---------- Records supplied ----------

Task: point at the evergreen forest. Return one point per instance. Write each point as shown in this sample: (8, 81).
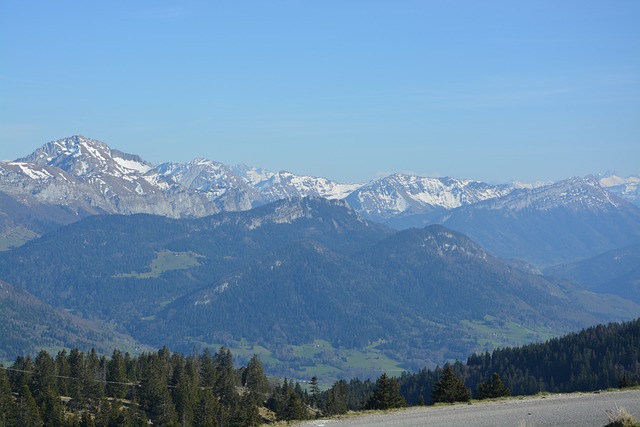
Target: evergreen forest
(76, 388)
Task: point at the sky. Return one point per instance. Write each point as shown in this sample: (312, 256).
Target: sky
(345, 89)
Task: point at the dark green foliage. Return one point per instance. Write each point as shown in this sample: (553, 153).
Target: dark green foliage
(493, 388)
(286, 402)
(28, 414)
(8, 406)
(255, 380)
(450, 388)
(304, 279)
(336, 398)
(163, 388)
(386, 394)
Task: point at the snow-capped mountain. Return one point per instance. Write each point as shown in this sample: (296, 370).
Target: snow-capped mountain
(627, 188)
(405, 200)
(575, 194)
(70, 178)
(284, 185)
(560, 222)
(88, 177)
(213, 179)
(85, 157)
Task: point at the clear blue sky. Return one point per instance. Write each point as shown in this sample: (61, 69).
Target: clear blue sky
(347, 89)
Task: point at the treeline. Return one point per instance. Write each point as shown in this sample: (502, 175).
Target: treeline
(167, 389)
(600, 357)
(85, 389)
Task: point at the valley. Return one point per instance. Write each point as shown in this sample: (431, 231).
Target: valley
(304, 271)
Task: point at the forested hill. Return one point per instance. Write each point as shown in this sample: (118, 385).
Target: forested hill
(76, 388)
(596, 358)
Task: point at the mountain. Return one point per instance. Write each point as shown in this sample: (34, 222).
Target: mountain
(215, 180)
(282, 185)
(404, 201)
(561, 222)
(295, 271)
(615, 272)
(627, 188)
(28, 324)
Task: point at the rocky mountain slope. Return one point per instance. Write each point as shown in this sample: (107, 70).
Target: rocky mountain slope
(561, 222)
(296, 271)
(66, 180)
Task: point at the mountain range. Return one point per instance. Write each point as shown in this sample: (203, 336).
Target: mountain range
(295, 272)
(412, 269)
(71, 178)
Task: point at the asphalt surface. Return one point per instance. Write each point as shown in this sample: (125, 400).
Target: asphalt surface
(576, 409)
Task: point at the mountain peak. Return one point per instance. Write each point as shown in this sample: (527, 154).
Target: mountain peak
(85, 157)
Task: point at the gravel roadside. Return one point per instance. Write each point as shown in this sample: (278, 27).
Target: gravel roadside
(575, 409)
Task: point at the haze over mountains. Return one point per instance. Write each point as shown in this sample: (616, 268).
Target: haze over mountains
(202, 254)
(71, 178)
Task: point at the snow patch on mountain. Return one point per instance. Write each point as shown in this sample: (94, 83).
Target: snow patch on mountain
(627, 188)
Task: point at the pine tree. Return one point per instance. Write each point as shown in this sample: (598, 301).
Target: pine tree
(493, 388)
(28, 414)
(449, 388)
(255, 380)
(117, 376)
(386, 394)
(337, 397)
(315, 390)
(8, 406)
(207, 413)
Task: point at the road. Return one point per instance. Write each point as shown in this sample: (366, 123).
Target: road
(576, 409)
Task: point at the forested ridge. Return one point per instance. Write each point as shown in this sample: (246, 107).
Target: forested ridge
(87, 389)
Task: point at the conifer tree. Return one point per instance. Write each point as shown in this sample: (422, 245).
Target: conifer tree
(255, 380)
(493, 388)
(449, 388)
(7, 401)
(28, 414)
(386, 394)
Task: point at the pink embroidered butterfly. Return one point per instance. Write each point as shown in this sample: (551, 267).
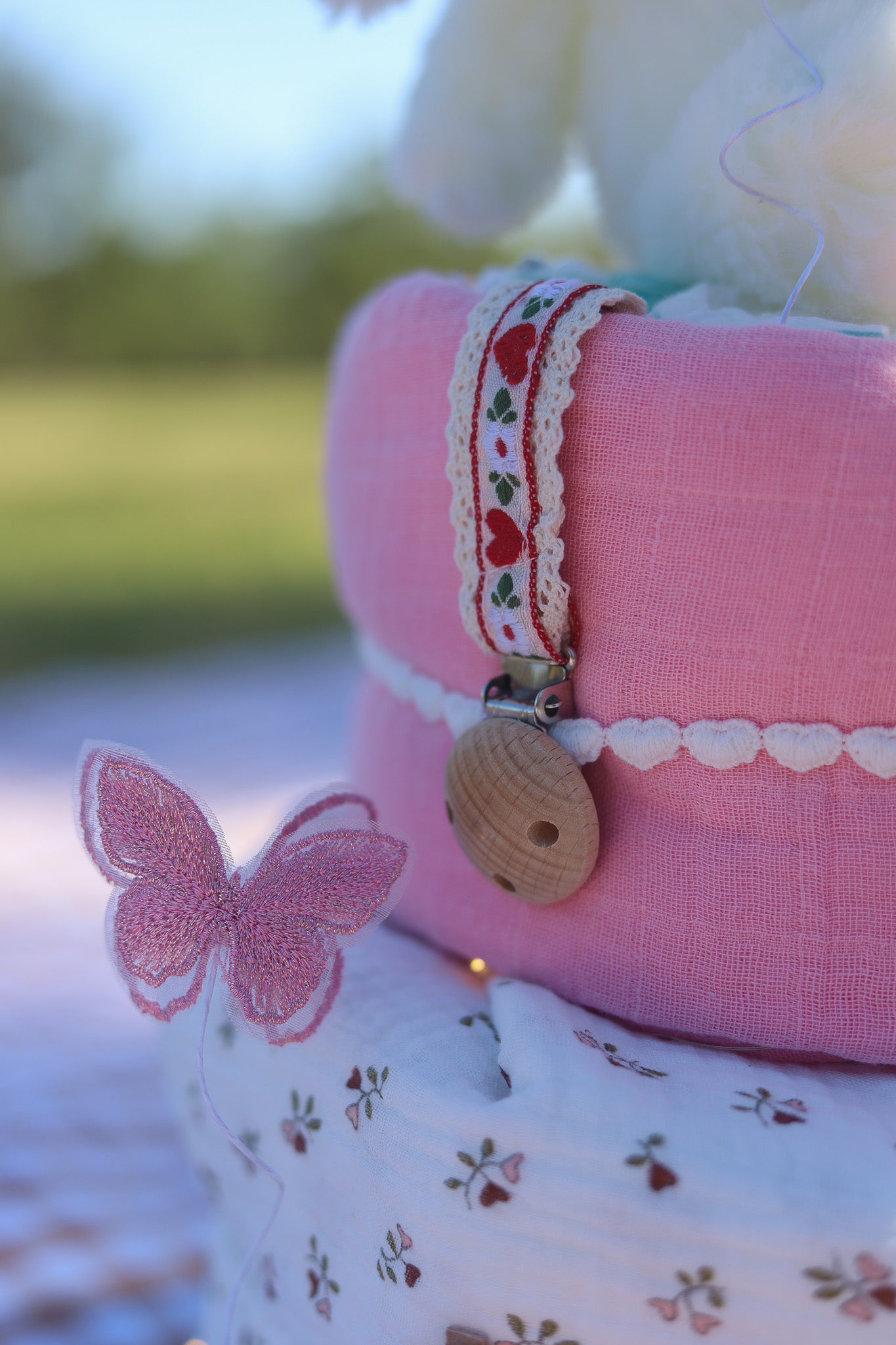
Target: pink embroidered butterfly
(276, 927)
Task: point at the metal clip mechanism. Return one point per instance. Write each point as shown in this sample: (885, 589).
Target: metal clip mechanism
(532, 690)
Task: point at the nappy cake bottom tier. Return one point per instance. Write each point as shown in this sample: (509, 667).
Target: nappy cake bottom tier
(472, 1161)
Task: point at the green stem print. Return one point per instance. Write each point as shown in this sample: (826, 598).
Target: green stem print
(366, 1095)
(299, 1128)
(398, 1243)
(490, 1192)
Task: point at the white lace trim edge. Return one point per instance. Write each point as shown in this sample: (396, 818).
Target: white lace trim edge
(720, 744)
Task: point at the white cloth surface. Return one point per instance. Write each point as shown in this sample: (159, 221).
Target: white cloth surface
(762, 1173)
(102, 1227)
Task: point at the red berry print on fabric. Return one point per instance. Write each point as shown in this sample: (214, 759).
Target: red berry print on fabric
(870, 1289)
(770, 1110)
(613, 1057)
(507, 541)
(547, 1332)
(658, 1174)
(320, 1282)
(490, 1191)
(696, 1294)
(399, 1243)
(512, 351)
(299, 1129)
(364, 1105)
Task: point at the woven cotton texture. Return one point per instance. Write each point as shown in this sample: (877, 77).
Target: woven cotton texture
(730, 527)
(609, 1164)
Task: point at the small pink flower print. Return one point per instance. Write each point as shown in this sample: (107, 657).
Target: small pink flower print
(490, 1192)
(366, 1101)
(871, 1269)
(703, 1323)
(770, 1110)
(668, 1308)
(511, 1168)
(694, 1289)
(386, 1264)
(870, 1289)
(299, 1128)
(320, 1281)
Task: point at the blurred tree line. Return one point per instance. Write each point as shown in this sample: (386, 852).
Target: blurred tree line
(74, 292)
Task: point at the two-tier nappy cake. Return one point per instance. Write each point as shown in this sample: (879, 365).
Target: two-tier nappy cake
(621, 1067)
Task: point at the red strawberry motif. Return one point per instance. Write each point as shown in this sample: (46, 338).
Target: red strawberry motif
(492, 1192)
(660, 1178)
(505, 546)
(512, 353)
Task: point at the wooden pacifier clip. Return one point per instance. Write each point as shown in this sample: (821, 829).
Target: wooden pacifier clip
(517, 802)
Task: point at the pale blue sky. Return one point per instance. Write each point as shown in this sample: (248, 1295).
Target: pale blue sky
(227, 101)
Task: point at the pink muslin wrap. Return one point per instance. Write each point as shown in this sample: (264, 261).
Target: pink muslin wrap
(730, 544)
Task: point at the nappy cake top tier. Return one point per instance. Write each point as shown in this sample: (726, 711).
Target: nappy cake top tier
(730, 526)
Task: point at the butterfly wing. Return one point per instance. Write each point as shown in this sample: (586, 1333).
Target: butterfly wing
(161, 852)
(304, 902)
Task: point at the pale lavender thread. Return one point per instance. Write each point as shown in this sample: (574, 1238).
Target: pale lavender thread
(763, 197)
(237, 1142)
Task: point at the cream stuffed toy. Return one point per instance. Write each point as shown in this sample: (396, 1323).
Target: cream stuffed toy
(649, 92)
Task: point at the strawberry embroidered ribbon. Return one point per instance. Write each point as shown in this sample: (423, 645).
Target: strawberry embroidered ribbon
(512, 384)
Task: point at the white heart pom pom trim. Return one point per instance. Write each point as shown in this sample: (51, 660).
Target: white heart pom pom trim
(720, 744)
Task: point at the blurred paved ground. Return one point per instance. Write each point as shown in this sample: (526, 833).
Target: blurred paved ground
(101, 1222)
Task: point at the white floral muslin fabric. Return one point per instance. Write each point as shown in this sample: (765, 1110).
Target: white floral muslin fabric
(476, 1155)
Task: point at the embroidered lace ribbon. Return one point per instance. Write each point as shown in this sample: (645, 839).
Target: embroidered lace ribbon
(721, 744)
(511, 386)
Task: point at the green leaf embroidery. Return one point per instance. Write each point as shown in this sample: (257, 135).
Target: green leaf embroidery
(501, 403)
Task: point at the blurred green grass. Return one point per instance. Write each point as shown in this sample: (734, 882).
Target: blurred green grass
(144, 512)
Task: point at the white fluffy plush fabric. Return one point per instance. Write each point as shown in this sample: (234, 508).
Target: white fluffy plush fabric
(651, 91)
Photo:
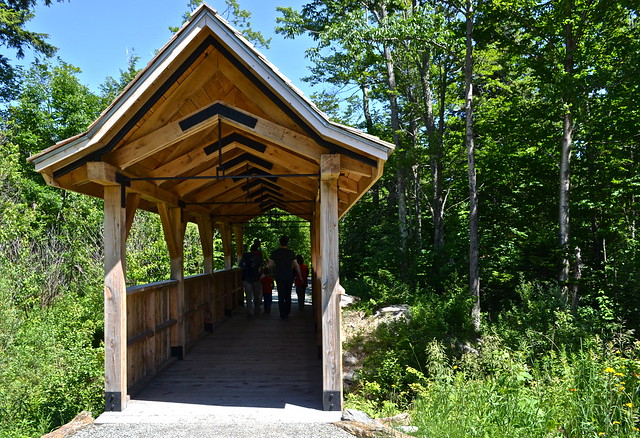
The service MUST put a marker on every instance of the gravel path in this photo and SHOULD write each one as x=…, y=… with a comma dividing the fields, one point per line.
x=205, y=430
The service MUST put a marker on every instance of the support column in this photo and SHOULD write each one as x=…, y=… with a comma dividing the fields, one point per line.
x=316, y=263
x=174, y=229
x=225, y=234
x=238, y=235
x=331, y=343
x=205, y=229
x=115, y=301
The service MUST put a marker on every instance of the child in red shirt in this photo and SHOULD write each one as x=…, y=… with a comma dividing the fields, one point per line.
x=267, y=289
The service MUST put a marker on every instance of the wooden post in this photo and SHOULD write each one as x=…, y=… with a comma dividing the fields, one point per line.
x=115, y=301
x=238, y=236
x=205, y=228
x=331, y=343
x=225, y=234
x=174, y=229
x=316, y=263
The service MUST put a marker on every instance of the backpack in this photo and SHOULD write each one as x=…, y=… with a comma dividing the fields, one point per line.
x=250, y=265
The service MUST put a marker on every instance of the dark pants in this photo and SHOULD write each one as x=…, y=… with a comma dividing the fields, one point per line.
x=300, y=291
x=267, y=302
x=284, y=296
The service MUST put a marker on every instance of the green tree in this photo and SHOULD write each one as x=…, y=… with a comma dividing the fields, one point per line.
x=238, y=17
x=14, y=16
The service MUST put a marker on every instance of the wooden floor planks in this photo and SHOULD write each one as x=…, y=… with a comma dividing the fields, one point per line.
x=261, y=361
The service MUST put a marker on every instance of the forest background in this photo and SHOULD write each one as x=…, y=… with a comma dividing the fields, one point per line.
x=506, y=217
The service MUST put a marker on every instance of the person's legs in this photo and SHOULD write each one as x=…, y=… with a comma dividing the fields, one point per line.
x=284, y=296
x=257, y=290
x=268, y=299
x=300, y=291
x=248, y=293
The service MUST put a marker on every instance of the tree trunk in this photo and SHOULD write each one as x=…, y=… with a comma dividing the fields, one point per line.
x=565, y=157
x=369, y=124
x=474, y=276
x=400, y=176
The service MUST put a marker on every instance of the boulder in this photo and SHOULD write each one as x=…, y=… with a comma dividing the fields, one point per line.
x=81, y=420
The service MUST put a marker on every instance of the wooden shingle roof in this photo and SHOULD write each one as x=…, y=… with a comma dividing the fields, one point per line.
x=211, y=126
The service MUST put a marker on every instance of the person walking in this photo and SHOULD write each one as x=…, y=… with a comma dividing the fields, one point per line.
x=250, y=264
x=267, y=289
x=282, y=262
x=301, y=281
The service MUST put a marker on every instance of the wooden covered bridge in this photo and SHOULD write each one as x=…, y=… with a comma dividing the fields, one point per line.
x=211, y=133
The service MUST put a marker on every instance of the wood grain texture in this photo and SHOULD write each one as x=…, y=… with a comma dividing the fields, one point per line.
x=252, y=362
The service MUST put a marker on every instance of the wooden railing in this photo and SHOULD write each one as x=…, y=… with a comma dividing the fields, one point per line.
x=208, y=298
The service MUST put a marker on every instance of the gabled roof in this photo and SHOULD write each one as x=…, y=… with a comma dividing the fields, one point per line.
x=210, y=125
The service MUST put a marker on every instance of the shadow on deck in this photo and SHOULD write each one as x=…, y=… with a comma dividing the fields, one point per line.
x=262, y=368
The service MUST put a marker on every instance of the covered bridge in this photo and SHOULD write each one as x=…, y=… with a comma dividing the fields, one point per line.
x=210, y=132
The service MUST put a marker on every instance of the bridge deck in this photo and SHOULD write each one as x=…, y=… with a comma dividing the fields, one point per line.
x=260, y=368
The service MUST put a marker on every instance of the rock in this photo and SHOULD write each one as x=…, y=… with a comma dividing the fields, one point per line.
x=395, y=312
x=370, y=430
x=355, y=415
x=397, y=420
x=83, y=419
x=348, y=300
x=350, y=359
x=408, y=429
x=349, y=377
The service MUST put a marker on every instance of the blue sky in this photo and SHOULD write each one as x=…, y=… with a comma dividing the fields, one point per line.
x=96, y=35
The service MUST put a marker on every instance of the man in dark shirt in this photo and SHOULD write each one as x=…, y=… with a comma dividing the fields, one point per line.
x=284, y=261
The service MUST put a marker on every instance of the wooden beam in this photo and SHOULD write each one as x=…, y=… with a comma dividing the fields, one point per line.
x=115, y=301
x=143, y=147
x=331, y=342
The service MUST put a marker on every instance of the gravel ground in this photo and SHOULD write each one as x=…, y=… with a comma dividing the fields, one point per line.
x=205, y=430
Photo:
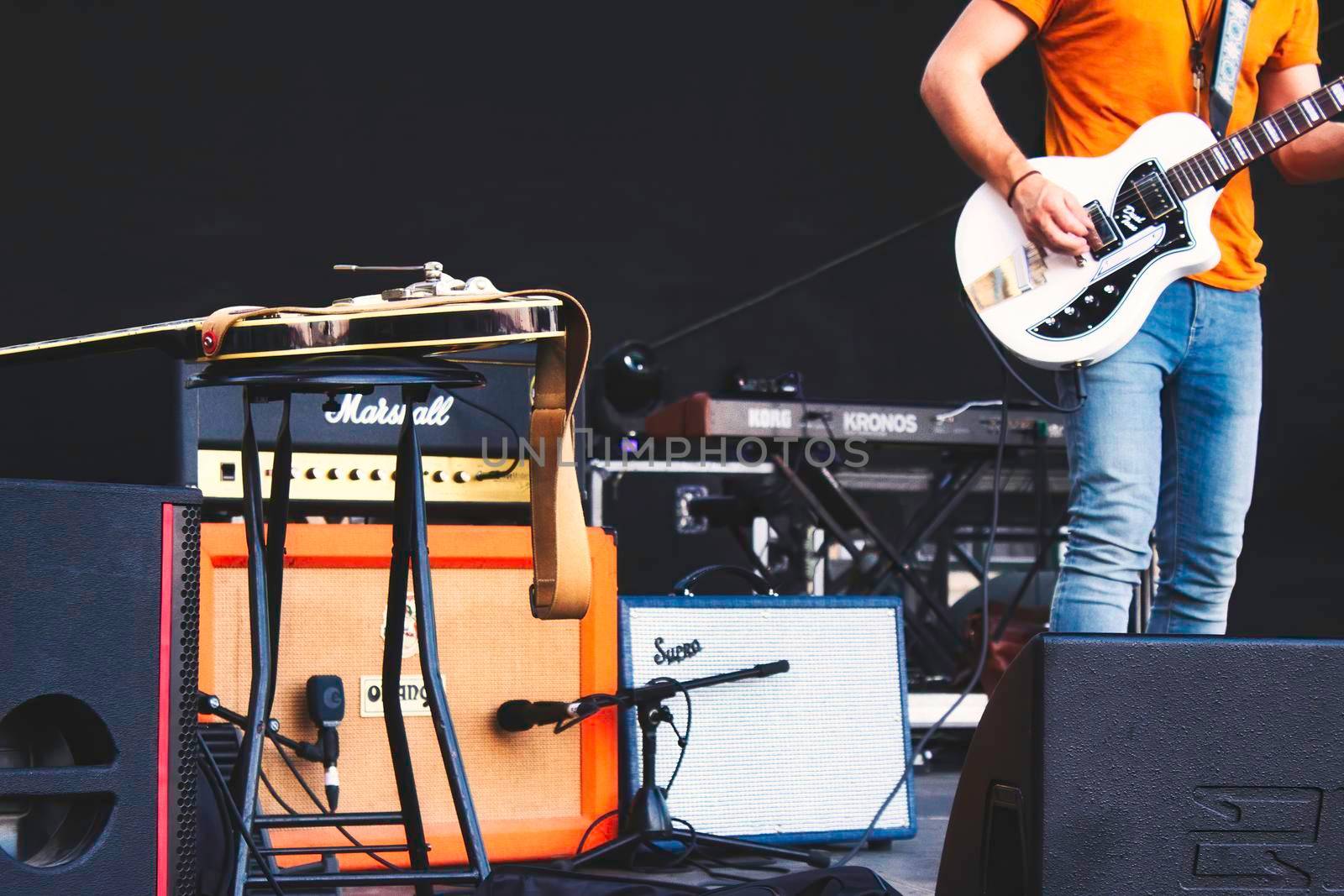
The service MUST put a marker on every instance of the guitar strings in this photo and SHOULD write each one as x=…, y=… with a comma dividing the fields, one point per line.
x=1132, y=194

----------

▶ Required action: Copy out, word for word, the part of the entries above that begins at the line with "Target: pine tree" and ends at the line with "Task: point at the conifer", including both.

▶ Task solution:
Target: pine tree
(493, 388)
(28, 414)
(449, 388)
(255, 380)
(117, 376)
(386, 394)
(337, 397)
(315, 390)
(8, 406)
(207, 413)
Task: point at the road. Return one point per instance. Write each point as shown in this sample: (366, 123).
Target: road
(576, 409)
Task: point at the forested ridge. Return one point per instance. Write each point as shown in this sample: (246, 107).
Target: forested ridge
(87, 389)
Task: point at the conifer tree. Return one point per instance. Write each point as shown in this sample: (422, 245).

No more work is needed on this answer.